§ **Supplied text**

In contrast, when we read, the left hemisphere is primarily responsible for the recognition of words. The relative level of involvement depends on the importance and relevance of the stimulus to the viewer or the reader. These processes are a part of universality across both individuals and cultures. Research shows that spoken language and reading are predominantly processed in the province of the left hemisphere (Dehaene, 2009; Ventura, 2014; Wolf, 2007), as reviewed in Chapter 9. Interestingly, the subtleties of language that make it rich are “painted” by the right hemisphere through metaphors. According to Shlain (1998), metaphors are “the right brain’s unique contribution to the left brain’s language capability” and “the synergy between the right brain’s concrete images and the left brain’s abstract words” (p. 20).

Dehaene et al. (2010) also claim that words and images are processed in different areas of the brain with the left hemisphere involved in word recognition and the right associated with image perception. Dehaene (2009) asserts “[o]n the cortical surface, places and faces occupy extended and well-separated areas, but both are very far from the letterbox area in the left hemisphere. The place area, present in both hemispheres, lies close to the brain’s midline, while the face area is principally found in the right hemisphere” (p. 184). Importantly, Dehaene et al. (2010) also note that literacy acquisition changes the neuronal pathways or circuits of processing images. As a consequence of brain reorganization due to literacy, literate individuals use analytic visual strategies for face recognition because it requires selective attention to the parts of a face, whereas illiterates are likely to use holistic processing for both faces and other objects. It appears that faces are processed more like words than images (Martelli, Majaj, & Pelli, 2005). In fact, human faces are the most compound image with the infinite variety of faces and flexible facial expressions.

§ **Data for review**
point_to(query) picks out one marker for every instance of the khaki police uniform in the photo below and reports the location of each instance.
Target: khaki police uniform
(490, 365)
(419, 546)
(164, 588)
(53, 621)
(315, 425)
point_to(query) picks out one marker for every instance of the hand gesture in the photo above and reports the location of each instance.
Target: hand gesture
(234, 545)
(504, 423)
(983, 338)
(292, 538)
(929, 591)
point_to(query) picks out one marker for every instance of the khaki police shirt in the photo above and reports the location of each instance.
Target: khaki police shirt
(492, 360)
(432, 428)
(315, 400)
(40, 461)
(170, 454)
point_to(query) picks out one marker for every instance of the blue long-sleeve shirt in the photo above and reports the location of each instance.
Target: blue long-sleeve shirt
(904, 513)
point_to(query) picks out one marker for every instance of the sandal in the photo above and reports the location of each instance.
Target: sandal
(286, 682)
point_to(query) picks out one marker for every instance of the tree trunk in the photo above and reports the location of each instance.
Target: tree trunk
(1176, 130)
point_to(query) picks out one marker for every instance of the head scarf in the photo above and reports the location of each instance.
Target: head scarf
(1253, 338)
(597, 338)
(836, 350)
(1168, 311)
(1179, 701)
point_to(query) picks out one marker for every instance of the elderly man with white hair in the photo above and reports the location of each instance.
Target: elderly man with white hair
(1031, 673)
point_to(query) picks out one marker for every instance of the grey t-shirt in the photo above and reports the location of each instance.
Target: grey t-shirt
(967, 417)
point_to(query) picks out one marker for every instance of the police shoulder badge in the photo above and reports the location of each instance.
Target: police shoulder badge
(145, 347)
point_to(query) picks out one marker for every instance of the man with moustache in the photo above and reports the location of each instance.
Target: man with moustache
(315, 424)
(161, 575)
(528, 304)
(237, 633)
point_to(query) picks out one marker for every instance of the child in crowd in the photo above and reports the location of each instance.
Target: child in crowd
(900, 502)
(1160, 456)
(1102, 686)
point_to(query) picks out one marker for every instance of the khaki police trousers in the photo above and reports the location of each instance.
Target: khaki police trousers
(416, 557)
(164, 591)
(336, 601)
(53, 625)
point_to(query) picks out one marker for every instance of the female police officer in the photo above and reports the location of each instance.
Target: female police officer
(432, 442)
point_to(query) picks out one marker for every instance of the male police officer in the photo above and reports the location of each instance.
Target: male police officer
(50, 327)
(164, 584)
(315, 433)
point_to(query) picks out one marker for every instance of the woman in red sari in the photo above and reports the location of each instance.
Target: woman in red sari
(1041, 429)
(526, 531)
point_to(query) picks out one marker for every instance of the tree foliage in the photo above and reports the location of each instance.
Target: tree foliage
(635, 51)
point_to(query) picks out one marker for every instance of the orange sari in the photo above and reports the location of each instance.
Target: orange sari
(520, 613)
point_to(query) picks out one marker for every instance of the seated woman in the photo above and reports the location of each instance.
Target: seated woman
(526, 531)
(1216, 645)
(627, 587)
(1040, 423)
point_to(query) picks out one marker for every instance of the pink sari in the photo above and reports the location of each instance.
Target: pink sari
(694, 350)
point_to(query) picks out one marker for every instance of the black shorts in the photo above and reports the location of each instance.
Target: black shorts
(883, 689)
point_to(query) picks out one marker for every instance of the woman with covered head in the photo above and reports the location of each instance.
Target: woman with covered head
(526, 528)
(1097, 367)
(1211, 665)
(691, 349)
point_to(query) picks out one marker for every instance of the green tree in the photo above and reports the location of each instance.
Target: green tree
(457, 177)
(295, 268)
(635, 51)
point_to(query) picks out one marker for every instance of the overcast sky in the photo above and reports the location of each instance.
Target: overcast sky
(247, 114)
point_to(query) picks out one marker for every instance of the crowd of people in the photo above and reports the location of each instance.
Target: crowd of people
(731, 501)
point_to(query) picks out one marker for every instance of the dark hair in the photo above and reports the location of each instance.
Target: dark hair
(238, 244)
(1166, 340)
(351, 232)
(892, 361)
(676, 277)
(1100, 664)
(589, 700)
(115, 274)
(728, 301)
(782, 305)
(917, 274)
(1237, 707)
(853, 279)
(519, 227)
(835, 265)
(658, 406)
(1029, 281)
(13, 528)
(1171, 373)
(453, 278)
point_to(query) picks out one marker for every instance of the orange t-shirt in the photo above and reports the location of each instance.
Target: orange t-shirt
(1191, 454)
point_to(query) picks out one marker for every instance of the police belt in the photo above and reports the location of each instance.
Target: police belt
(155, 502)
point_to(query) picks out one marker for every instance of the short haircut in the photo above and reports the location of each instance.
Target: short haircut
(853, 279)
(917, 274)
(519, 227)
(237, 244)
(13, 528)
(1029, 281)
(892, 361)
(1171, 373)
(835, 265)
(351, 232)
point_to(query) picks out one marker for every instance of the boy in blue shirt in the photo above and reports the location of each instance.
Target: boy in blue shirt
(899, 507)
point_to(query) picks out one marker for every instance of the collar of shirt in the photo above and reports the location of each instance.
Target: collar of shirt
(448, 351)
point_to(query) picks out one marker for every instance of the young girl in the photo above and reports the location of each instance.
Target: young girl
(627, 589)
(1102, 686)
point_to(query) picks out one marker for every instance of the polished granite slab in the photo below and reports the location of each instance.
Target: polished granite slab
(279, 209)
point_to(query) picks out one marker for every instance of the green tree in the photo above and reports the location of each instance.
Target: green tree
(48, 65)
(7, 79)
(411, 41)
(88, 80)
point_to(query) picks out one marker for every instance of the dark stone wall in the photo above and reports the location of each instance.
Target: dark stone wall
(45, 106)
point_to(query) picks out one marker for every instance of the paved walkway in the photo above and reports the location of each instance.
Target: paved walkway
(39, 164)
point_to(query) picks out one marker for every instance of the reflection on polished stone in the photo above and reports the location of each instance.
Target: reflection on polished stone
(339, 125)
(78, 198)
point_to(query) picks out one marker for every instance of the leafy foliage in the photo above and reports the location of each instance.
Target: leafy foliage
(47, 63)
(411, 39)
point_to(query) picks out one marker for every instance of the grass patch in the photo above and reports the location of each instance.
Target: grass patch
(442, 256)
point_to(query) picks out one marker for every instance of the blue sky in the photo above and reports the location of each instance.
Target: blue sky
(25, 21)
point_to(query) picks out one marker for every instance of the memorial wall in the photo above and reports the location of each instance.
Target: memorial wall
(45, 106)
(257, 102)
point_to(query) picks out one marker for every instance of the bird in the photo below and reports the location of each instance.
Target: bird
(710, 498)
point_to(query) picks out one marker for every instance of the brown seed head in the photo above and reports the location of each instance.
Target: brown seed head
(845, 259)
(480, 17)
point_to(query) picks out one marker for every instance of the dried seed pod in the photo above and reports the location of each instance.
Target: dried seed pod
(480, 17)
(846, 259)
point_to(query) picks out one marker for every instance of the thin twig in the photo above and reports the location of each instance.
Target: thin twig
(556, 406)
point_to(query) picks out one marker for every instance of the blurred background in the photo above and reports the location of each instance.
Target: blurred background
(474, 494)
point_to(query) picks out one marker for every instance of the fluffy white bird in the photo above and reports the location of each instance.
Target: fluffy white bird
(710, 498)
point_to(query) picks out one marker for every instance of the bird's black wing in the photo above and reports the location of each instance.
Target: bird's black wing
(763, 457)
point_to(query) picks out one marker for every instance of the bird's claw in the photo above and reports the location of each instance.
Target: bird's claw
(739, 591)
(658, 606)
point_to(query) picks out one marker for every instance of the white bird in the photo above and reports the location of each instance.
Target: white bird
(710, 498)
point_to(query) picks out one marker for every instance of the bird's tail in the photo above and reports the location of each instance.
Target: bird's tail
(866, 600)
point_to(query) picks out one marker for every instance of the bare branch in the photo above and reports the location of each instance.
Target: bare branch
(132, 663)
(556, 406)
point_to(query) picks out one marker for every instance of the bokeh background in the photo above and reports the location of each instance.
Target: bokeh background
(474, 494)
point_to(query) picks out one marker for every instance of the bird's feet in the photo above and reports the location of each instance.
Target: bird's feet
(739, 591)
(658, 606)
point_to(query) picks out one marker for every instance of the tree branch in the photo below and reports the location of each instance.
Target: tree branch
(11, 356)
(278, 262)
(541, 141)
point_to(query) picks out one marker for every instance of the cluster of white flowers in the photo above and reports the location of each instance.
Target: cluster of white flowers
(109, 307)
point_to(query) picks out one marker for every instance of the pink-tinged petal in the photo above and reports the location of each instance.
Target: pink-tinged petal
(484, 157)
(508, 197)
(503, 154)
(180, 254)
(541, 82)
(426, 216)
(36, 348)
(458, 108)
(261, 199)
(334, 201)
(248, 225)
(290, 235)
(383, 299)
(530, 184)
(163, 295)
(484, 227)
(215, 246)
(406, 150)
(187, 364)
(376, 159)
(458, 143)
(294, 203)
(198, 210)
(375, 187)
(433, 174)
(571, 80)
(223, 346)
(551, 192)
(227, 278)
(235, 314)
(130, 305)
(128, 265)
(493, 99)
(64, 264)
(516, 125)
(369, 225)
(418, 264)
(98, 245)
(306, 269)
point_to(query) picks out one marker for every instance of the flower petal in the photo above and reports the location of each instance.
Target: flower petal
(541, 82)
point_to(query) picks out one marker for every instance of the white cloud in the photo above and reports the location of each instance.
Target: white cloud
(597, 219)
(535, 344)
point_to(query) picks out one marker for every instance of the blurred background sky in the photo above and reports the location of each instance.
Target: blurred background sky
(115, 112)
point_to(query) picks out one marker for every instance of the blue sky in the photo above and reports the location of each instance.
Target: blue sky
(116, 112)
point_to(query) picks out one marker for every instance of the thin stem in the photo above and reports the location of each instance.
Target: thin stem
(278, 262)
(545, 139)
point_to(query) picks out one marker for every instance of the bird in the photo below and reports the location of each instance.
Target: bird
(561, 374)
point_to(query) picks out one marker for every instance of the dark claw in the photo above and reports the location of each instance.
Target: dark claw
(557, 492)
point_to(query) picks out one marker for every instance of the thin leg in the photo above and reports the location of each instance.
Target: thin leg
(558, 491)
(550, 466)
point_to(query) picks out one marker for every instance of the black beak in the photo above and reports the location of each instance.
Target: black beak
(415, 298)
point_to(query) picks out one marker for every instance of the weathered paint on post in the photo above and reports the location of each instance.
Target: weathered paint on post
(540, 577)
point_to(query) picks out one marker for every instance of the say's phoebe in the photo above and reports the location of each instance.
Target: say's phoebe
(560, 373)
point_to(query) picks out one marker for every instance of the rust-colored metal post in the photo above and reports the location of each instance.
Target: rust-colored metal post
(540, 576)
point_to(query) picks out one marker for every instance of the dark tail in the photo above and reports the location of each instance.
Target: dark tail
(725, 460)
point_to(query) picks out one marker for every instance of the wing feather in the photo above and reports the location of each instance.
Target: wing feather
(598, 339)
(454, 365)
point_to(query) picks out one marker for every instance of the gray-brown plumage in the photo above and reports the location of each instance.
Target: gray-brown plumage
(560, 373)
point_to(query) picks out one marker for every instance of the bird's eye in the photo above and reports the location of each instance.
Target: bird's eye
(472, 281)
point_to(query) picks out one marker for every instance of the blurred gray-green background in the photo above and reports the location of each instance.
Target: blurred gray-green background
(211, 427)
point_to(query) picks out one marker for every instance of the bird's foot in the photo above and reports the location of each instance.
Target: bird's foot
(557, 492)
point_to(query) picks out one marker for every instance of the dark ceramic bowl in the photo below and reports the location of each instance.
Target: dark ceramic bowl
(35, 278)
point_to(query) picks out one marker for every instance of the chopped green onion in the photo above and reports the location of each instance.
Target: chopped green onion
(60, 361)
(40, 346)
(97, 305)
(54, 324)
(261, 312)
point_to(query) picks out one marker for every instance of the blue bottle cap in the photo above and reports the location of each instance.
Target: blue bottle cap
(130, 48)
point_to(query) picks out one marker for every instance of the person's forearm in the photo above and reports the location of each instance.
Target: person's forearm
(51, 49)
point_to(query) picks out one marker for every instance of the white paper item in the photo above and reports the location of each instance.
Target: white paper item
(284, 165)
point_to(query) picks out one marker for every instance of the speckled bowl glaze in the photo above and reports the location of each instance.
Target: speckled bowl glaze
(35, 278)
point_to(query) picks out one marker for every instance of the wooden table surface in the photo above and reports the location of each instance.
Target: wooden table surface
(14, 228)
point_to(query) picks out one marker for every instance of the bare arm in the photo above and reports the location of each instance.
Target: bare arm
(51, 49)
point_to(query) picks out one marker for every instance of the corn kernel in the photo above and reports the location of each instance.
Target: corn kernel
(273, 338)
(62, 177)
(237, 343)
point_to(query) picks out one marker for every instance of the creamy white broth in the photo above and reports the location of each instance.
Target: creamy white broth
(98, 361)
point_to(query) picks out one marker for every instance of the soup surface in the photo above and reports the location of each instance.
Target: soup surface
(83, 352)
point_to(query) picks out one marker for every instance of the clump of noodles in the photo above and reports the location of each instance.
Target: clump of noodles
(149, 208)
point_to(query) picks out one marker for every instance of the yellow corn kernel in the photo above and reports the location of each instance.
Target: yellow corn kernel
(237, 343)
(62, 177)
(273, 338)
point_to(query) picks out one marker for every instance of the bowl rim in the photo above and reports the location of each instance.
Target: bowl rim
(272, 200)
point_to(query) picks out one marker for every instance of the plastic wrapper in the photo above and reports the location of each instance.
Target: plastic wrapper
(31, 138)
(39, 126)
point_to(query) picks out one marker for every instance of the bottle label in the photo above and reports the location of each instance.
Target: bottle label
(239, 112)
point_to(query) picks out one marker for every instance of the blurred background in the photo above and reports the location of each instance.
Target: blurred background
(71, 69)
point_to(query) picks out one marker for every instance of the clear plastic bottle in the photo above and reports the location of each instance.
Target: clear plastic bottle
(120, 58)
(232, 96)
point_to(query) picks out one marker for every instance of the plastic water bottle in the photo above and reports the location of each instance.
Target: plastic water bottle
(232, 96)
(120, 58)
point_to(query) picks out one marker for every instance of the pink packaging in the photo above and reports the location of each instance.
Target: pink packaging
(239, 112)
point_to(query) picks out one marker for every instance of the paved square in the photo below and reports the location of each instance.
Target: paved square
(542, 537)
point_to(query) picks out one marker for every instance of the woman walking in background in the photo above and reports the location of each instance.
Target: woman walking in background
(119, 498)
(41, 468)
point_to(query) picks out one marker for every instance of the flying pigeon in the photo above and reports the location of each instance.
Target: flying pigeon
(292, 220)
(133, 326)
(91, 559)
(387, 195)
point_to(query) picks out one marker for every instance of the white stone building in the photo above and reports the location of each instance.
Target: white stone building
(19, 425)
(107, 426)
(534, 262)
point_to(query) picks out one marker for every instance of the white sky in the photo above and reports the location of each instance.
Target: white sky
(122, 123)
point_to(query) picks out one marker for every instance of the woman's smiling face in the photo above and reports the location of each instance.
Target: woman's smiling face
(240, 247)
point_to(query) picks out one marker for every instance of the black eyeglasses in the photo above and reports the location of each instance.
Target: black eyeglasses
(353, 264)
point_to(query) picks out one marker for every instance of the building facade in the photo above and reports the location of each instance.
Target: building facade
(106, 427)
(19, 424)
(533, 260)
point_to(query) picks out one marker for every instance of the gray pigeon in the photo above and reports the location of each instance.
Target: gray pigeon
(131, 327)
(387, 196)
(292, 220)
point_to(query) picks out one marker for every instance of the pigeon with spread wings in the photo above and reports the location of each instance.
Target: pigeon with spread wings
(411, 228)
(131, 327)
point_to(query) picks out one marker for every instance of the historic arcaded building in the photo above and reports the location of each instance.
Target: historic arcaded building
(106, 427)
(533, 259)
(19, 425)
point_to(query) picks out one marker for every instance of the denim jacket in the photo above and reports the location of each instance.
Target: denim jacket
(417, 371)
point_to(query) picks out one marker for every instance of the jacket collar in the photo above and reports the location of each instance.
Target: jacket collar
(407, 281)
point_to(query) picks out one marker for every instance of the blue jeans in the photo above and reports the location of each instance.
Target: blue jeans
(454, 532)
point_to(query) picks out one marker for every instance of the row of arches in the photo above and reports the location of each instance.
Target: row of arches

§ **Task directions**
Continue the passage on how the brain's hemispheres process words and images, starting right after its final sentence. The records were taken from a separate source.

§ **Answer box**
In particular, the results of literate and illiterate brain functions as well as brain liability collectively offer credence to script relativity. According to Dehaene (2009), due to the genetically constrained circuits of the brain, our learning is intensely constrained by the brain networks and the mechanism is strictly specified by our genes. Dehaene’s (2009) neuronal recycling hypothesis can explain the parameter of the brain’s constraints and its reconfiguration. It postulates that the brain is organized by neural maps that are biologically hard-wired to respond to the outer world and that the brain circuits for cultural tools, such as reading and writing, are not present at birth; as a result, neuronal circuits reorient themselves to accommodate the demands of the evolved cultural activities of reading and writing. Furthermore, the original organization of the brain constrains what can be learned to such a degree that cultural variabilities are limited due to neural constraints. This is consistent with Perfetti’s (2003) universal grammar of reading that explains universality as well as script specificity. This is also related to the system accommodation hypothesis (Perfetti & Liu, 2005). We are able to decode words, regardless of their size, shape, or case (i.e., uppercase or lowercase), as a result of rewiring (i.e., recycling) of the cortical architecture whose original functions have been strengthened for object recognition.

The aforementioned studies have not been carried out to directly test script relativity in comparison to object processing, because script relativity is a new hypothesis that I propose in this book. Experimental research along the lines of the comparisons of image processing and word processing as well as literate and illiterate people will shed light on script relativity. One potential challenge for testing this hypothesis comes with the current trend of digital text that is coalesced with images, especially with social media that are filled with emoticons or emoji. This trend adds huddles for teasing apart true text effects from intertwining effects with images. With this in mind, the next chapter reviews how digital texts are read and processed.